Reproduce every one of the following rows verbatim, with no change to any character, and omit the pictures from your copy.
☆ ☆ ☆ ☆ ☆
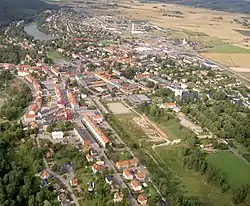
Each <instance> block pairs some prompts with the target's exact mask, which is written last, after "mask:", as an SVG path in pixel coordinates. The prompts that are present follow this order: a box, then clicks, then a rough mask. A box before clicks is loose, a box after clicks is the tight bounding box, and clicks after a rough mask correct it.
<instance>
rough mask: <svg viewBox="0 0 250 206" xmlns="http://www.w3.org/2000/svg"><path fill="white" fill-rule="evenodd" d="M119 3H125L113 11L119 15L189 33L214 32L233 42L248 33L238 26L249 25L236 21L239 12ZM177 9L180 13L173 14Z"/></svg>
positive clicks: (226, 40) (187, 33) (156, 4)
mask: <svg viewBox="0 0 250 206" xmlns="http://www.w3.org/2000/svg"><path fill="white" fill-rule="evenodd" d="M119 5H122V6H125V8H124V7H121V8H118V10H115V11H114V12H116V13H117V14H119V15H124V16H128V17H130V18H132V19H137V20H148V21H150V22H151V23H153V24H155V25H157V26H160V27H163V28H168V29H174V30H177V31H178V30H179V31H181V32H184V33H186V37H189V36H198V37H199V36H214V37H218V38H219V39H222V40H226V41H228V42H230V43H238V42H241V41H242V40H243V39H244V37H245V36H244V35H243V34H242V33H239V31H238V30H246V29H245V28H244V27H243V26H241V25H240V24H237V23H236V22H234V21H233V20H234V19H235V18H237V17H238V14H233V13H229V12H221V11H214V10H209V9H200V8H194V7H188V6H182V5H176V4H162V3H148V4H147V3H139V2H138V1H128V0H123V1H119ZM177 11H178V15H174V14H176V12H177ZM166 14H172V16H171V15H166ZM221 28H223V29H221ZM242 46H243V47H244V46H245V45H244V44H242Z"/></svg>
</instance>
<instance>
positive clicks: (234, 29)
mask: <svg viewBox="0 0 250 206" xmlns="http://www.w3.org/2000/svg"><path fill="white" fill-rule="evenodd" d="M234 31H237V32H239V33H240V34H242V35H244V36H250V31H249V30H241V29H234Z"/></svg>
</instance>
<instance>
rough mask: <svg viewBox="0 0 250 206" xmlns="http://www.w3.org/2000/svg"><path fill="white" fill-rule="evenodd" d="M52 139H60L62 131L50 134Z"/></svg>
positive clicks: (62, 133) (61, 134) (61, 135)
mask: <svg viewBox="0 0 250 206" xmlns="http://www.w3.org/2000/svg"><path fill="white" fill-rule="evenodd" d="M51 136H52V139H62V138H63V131H58V132H51Z"/></svg>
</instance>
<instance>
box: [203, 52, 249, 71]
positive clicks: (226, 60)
mask: <svg viewBox="0 0 250 206" xmlns="http://www.w3.org/2000/svg"><path fill="white" fill-rule="evenodd" d="M201 55H202V56H205V57H207V58H209V59H213V60H214V61H216V62H219V63H221V64H224V65H226V66H229V67H243V68H248V67H249V68H250V54H234V53H231V54H230V53H229V54H227V53H202V54H201ZM249 71H250V70H249Z"/></svg>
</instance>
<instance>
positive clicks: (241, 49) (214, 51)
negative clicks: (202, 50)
mask: <svg viewBox="0 0 250 206" xmlns="http://www.w3.org/2000/svg"><path fill="white" fill-rule="evenodd" d="M207 52H210V53H234V54H235V53H243V54H247V53H250V50H249V49H245V48H241V47H238V46H234V45H231V44H224V45H219V46H216V47H213V48H211V49H208V50H207Z"/></svg>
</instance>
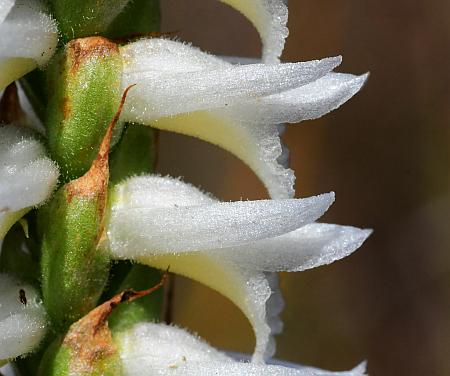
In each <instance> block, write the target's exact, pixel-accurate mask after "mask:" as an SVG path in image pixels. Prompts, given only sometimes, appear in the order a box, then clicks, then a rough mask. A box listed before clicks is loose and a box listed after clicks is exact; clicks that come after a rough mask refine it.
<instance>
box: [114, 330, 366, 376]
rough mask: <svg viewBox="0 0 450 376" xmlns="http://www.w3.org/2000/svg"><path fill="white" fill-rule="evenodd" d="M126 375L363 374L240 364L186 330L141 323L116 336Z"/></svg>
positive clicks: (355, 372) (343, 374) (350, 374)
mask: <svg viewBox="0 0 450 376" xmlns="http://www.w3.org/2000/svg"><path fill="white" fill-rule="evenodd" d="M116 342H117V344H118V346H119V349H120V350H119V351H120V356H121V358H122V362H123V366H124V367H123V368H124V372H125V375H129V376H136V375H143V374H152V375H153V374H155V375H193V376H194V375H195V376H197V375H202V376H203V375H205V376H209V375H211V376H212V375H236V376H238V375H243V376H244V375H245V376H247V375H250V376H252V375H254V376H260V375H273V376H285V375H286V376H288V375H289V376H290V375H296V376H315V375H317V376H318V375H323V376H325V375H330V376H331V375H336V376H337V375H341V376H359V375H364V368H363V367H359V368H357V369H355V370H354V371H349V372H327V371H322V370H318V369H313V368H307V367H302V368H298V369H293V368H287V367H282V366H274V365H258V364H251V363H241V362H237V361H235V360H233V359H232V358H229V357H227V356H225V355H224V354H222V353H220V352H218V351H217V350H215V349H214V348H212V347H211V346H209V345H208V344H207V343H205V342H204V341H202V340H201V339H199V338H198V337H196V336H193V335H191V334H189V333H187V332H186V331H184V330H182V329H179V328H176V327H173V326H167V325H164V324H139V325H136V326H135V327H133V328H131V329H130V330H128V331H126V332H123V333H121V334H119V335H118V336H117V337H116Z"/></svg>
☆ ☆ ☆ ☆ ☆
Exercise response:
Each <instance> block pairs some prompts with the target's exact mask, which is written last, after "mask:", as an SVG path in pixel coordinates. The prompts that are present follow this order: a box, then clicks, then a rough mask. A box before clicks is loose, a box after clicks is the tight bounding box, and clicks after a rough mask correct it.
<instance>
rough mask: <svg viewBox="0 0 250 206" xmlns="http://www.w3.org/2000/svg"><path fill="white" fill-rule="evenodd" d="M119 3H125L113 11L119 15L189 33L214 32L233 42L248 33L238 26L249 25L236 21L239 12ZM177 9L180 13L173 14Z"/></svg>
positive clicks: (226, 40) (187, 33) (156, 4)
mask: <svg viewBox="0 0 250 206" xmlns="http://www.w3.org/2000/svg"><path fill="white" fill-rule="evenodd" d="M119 5H122V6H125V8H124V7H121V8H118V10H115V11H114V12H116V13H117V14H119V15H124V16H128V17H130V18H132V19H137V20H148V21H150V22H151V23H153V24H155V25H157V26H160V27H163V28H168V29H174V30H177V31H178V30H179V31H181V32H184V33H186V37H189V36H198V37H199V36H214V37H218V38H219V39H222V40H226V41H228V42H230V43H238V42H241V41H242V40H243V39H244V37H245V36H244V35H243V34H242V33H239V31H238V30H246V29H245V28H244V27H243V26H241V25H240V24H237V23H236V22H234V21H233V20H234V19H235V18H237V17H238V14H233V13H229V12H221V11H214V10H209V9H200V8H194V7H188V6H182V5H176V4H162V3H148V4H147V3H139V2H138V1H128V0H123V1H119ZM177 11H178V15H174V14H176V12H177ZM166 14H172V16H171V15H166ZM221 28H223V29H221ZM242 46H243V47H244V46H245V45H244V44H242Z"/></svg>
</instance>
<instance>
positive clicks: (234, 29)
mask: <svg viewBox="0 0 250 206" xmlns="http://www.w3.org/2000/svg"><path fill="white" fill-rule="evenodd" d="M234 31H237V32H239V33H240V34H242V35H244V36H250V31H249V30H241V29H234Z"/></svg>
</instance>
<instance>
rough mask: <svg viewBox="0 0 250 206" xmlns="http://www.w3.org/2000/svg"><path fill="white" fill-rule="evenodd" d="M52 139H60L62 131L50 134Z"/></svg>
positive clicks: (62, 133) (61, 134) (61, 135)
mask: <svg viewBox="0 0 250 206" xmlns="http://www.w3.org/2000/svg"><path fill="white" fill-rule="evenodd" d="M51 136H52V139H62V138H63V131H58V132H51Z"/></svg>
</instance>
<instance>
box: [203, 52, 249, 71]
positive clicks: (226, 60)
mask: <svg viewBox="0 0 250 206" xmlns="http://www.w3.org/2000/svg"><path fill="white" fill-rule="evenodd" d="M201 55H202V56H205V57H207V58H209V59H213V60H214V61H216V62H219V63H221V64H224V65H226V66H229V67H243V68H248V67H249V68H250V54H234V53H231V54H230V53H229V54H227V53H202V54H201ZM249 71H250V70H249Z"/></svg>
</instance>
<instance>
positive clicks: (241, 49) (214, 51)
negative clicks: (202, 50)
mask: <svg viewBox="0 0 250 206" xmlns="http://www.w3.org/2000/svg"><path fill="white" fill-rule="evenodd" d="M207 52H210V53H234V54H235V53H243V54H247V53H250V50H249V49H245V48H241V47H238V46H234V45H231V44H224V45H219V46H216V47H213V48H211V49H208V50H207Z"/></svg>
</instance>
In each <instance> block, write the target's exact, pixel-accurate mask after "mask:" as an SVG path in image pixels. Prompts, given only sometimes, appear in the order a box, then clicks, then a rough mask. A box listed before clicks is loose and a box listed after clicks is exact; clicks that come after a rough mask refine it.
<instance>
box: [114, 330, 366, 376]
rough mask: <svg viewBox="0 0 450 376" xmlns="http://www.w3.org/2000/svg"><path fill="white" fill-rule="evenodd" d="M126 375L363 374L240 364L186 330L141 323L116 336Z"/></svg>
positive clicks: (355, 372) (343, 374) (350, 374)
mask: <svg viewBox="0 0 450 376" xmlns="http://www.w3.org/2000/svg"><path fill="white" fill-rule="evenodd" d="M116 342H117V344H118V346H119V349H120V350H119V351H120V356H121V358H122V362H123V366H124V367H123V368H124V372H125V375H129V376H136V375H143V374H152V375H153V374H155V375H193V376H194V375H195V376H197V375H202V376H203V375H205V376H209V375H211V376H212V375H236V376H238V375H243V376H244V375H245V376H247V375H250V376H252V375H254V376H260V375H273V376H285V375H286V376H288V375H289V376H290V375H296V376H315V375H317V376H318V375H323V376H325V375H330V376H331V375H336V376H337V375H341V376H359V375H364V368H363V367H359V368H357V369H355V370H354V371H349V372H327V371H322V370H318V369H313V368H307V367H302V368H298V369H293V368H287V367H282V366H274V365H258V364H251V363H241V362H237V361H235V360H233V359H232V358H229V357H227V356H225V355H224V354H222V353H220V352H218V351H217V350H215V349H214V348H212V347H211V346H209V345H208V344H207V343H205V342H204V341H202V340H201V339H199V338H198V337H196V336H193V335H191V334H189V333H187V332H186V331H184V330H182V329H179V328H176V327H173V326H167V325H164V324H139V325H136V326H135V327H133V328H131V329H130V330H128V331H126V332H123V333H121V334H119V335H118V336H117V337H116Z"/></svg>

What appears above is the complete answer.